Point-per-instance localization data
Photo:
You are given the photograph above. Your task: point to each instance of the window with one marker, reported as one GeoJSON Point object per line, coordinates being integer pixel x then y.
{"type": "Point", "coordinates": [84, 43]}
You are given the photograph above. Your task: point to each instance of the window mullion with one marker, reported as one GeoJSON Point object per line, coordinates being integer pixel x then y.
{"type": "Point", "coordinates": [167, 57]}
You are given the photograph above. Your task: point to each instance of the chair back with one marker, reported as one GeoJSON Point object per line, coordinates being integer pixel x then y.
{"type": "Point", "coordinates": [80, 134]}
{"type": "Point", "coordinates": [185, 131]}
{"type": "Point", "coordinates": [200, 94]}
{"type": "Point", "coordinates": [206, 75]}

= Assignment =
Transcribe all of the data exactly, leaving no line out.

= Task result =
Photo:
You are given the photograph above. Your task: point to each instance of the window with one marker, reported as one GeoJSON Point object per line, coordinates being integer pixel x then y.
{"type": "Point", "coordinates": [84, 43]}
You are given the photograph above. Your task: point to each instance of the window mullion with one marker, reported as one GeoJSON Point object per line, coordinates being integer pixel x then y.
{"type": "Point", "coordinates": [167, 57]}
You are given the photograph above. Your task: point to each instance of the chair back with one marker, reported as one GeoJSON Point object per line, coordinates being integer pixel x then y.
{"type": "Point", "coordinates": [80, 134]}
{"type": "Point", "coordinates": [185, 131]}
{"type": "Point", "coordinates": [200, 94]}
{"type": "Point", "coordinates": [206, 75]}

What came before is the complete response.